[EXTRAIT PRÉSENTÉ]
-.-.-

Qui définit la réglementation ? La Fédération. Je siégeais au sein d’une commission, mais je n’y vais plus parce que ce n’est plus la peine. Les décisions prises sont sûrement toutes justifiées, mais on n’en analyse jamais les conséquences financières et juridiques. Actuellement, l’Association des maires de France étudie le projet de référentiel national de défense contre l’incendie, ce qui suppose la définition d’une nouvelle assise juridique de la réglementation. Eh bien, il faut s’attendre à ce que demain se retrouvent devant les tribunaux des élus qui n’auront pas répondu à un projet de référentiel qu’ils n’auront pas élaboré !

L’association des maires du département du Puy-de-Dôme a appris que le Puy-de-Dôme était représenté au sein de cette commission. Personne ne le savait, pas plus les conseillers généraux que président du conseil d’administration du SDIS. Pourtant, nous faisons partie des départements témoins. Nous avons tout de même de quoi nous interroger sur la façon dont nous pouvons assumer nos responsabilités politiques !

Par ailleurs, en quoi un SDIS a-t-il besoin d’un architecte, d’un service de communication, de photographes ?

J’évoquerai maintenant l’évolution des carrières. J’ai été président du SDIS de mon département. En fonction de l’effectif, il y a eu un colonel, puis deux, puis trois… Que fera-t-on lorsque l’on n’aura promu que des colonels âgés de 42 ans ? On va créer le grade de général ? Cela a été demandé à l’Assemblée nationale, il y a quelques mois.

La gouvernance est le vrai problème. Il y a deux ans, avant les élections de 2007, les sapeurs-pompiers avaient manifesté dans la rue en tenue et avaient frappé des policiers en tenue : double faute, mais aucune peine ! Mon ami Jean Proriol et moi-même avons dit notre indignation au président Sarkozy, qui était alors ministre de l’Intérieur. Avant cette entrevue, j’avais tenu les propos suivants au nouveau directeur de la Sécurité civile : « Monsieur le préfet, vous ferez comme vos collègues : pendant six mois, vous allez vouloir réformer et au bout de six mois, vous aurez compris que c’est une telle poudrière que vous vous dégonflerez et vous compterez les jours en attendant que votre mandat se termine pour ne pas brûler votre carrière ». En fait, il faudrait nommer un préfet en fin de carrière, qui, lui, au moins, pourrait prendre les décisions qui s’imposent.

-.-.-

[CONSIGNES DE L'EXERCICE]
1. Recopiez à l'identique le passage de l'extrait sur les SDIS qui commence aux mots « Par ailleurs, en » et s'arrête après « a quelques mois. ».
2. Relevez chaque ligne du listing qui contient la chaîne « nose ».

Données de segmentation
-.-.-

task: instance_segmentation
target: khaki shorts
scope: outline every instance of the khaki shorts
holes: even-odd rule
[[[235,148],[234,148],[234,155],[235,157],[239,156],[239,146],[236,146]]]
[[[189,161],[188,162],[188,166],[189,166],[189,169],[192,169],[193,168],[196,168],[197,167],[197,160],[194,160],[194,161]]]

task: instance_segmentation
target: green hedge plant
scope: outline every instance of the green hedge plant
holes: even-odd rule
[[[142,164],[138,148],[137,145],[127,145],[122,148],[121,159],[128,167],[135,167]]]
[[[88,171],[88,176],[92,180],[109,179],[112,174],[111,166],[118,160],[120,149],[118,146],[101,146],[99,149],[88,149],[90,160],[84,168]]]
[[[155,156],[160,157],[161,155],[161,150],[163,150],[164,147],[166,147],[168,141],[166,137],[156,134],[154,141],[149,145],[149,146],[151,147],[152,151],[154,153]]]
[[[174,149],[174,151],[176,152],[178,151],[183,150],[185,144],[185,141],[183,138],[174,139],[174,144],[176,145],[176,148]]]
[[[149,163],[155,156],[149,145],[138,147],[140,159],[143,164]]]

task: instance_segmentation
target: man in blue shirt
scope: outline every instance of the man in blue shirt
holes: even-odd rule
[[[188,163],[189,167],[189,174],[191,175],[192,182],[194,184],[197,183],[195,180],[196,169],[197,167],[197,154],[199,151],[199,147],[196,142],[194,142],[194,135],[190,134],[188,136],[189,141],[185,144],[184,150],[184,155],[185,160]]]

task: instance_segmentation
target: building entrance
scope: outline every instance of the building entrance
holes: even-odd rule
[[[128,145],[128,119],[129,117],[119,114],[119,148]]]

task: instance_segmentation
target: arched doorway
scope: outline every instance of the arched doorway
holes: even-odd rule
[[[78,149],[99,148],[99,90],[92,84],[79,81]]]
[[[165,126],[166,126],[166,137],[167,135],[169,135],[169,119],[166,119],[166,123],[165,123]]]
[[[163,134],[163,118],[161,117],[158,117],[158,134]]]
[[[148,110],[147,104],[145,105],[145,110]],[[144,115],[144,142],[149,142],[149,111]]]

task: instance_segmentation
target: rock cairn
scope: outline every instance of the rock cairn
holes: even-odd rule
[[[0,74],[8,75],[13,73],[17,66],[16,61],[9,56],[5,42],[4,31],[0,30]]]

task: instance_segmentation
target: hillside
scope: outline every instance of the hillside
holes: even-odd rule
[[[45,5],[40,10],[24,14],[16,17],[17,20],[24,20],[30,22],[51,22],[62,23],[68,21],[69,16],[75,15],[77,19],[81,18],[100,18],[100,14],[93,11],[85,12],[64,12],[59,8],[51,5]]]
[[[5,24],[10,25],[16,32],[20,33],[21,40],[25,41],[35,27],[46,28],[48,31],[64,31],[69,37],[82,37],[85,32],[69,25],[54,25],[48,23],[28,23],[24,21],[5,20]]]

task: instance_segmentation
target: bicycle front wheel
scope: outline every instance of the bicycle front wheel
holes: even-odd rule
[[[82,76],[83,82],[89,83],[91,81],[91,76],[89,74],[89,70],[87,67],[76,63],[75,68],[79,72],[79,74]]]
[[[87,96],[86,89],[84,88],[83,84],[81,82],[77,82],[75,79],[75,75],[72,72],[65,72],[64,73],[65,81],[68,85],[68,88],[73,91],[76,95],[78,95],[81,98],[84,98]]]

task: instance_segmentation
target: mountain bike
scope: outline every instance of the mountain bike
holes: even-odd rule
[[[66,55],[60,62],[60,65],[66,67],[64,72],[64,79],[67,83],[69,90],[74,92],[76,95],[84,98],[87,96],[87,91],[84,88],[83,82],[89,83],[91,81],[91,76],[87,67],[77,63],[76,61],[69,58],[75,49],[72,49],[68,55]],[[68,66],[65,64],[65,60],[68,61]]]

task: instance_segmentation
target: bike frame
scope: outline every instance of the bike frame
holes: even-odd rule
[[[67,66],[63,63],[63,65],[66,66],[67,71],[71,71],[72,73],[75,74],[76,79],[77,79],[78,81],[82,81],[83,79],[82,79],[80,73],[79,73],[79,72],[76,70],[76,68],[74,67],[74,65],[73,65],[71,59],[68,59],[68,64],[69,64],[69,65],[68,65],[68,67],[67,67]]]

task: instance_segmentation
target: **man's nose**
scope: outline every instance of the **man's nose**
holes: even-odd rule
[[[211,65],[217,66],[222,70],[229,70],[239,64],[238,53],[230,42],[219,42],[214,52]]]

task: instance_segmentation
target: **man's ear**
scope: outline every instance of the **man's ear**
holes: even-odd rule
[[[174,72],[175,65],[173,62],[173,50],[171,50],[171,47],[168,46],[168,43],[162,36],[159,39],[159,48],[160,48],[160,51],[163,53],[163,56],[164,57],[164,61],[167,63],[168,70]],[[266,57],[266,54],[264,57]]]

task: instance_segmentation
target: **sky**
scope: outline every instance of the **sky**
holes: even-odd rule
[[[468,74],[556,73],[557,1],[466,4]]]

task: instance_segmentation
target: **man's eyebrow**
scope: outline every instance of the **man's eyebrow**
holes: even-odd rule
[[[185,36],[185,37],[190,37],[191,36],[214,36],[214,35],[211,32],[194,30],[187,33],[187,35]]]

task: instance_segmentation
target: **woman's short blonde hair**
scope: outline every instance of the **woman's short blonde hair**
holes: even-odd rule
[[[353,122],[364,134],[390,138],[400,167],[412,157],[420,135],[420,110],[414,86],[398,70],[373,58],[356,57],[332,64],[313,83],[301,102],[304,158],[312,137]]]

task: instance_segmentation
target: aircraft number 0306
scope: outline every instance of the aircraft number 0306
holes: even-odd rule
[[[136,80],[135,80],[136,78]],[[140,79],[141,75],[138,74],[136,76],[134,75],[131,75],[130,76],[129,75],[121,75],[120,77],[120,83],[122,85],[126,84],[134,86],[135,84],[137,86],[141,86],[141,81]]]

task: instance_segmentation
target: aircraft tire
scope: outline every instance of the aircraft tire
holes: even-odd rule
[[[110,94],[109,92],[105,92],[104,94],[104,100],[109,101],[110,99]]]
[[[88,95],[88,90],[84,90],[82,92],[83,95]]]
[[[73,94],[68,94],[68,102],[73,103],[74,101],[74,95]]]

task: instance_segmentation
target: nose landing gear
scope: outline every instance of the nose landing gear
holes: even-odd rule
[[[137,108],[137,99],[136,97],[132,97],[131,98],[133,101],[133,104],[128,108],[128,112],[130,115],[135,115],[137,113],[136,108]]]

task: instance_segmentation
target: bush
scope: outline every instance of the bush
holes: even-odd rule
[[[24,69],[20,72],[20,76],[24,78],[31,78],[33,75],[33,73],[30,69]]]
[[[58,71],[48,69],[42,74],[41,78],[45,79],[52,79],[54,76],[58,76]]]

-.-.-

[RÉPONSES]
1.
Par ailleurs, en quoi un SDIS a-t-il besoin d’un architecte, d’un service de communication, de photographes ?

J’évoquerai maintenant l’évolution des carrières. J’ai été président du SDIS de mon département. En fonction de l’effectif, il y a eu un colonel, puis deux, puis trois… Que fera-t-on lorsque l’on n’aura promu que des colonels âgés de 42 ans ? On va créer le grade de général ? Cela a été demandé à l’Assemblée nationale, il y a quelques mois.

2.
target: **man's nose**
scope: outline every instance of the **man's nose**
target: nose landing gear
scope: outline every instance of the nose landing gear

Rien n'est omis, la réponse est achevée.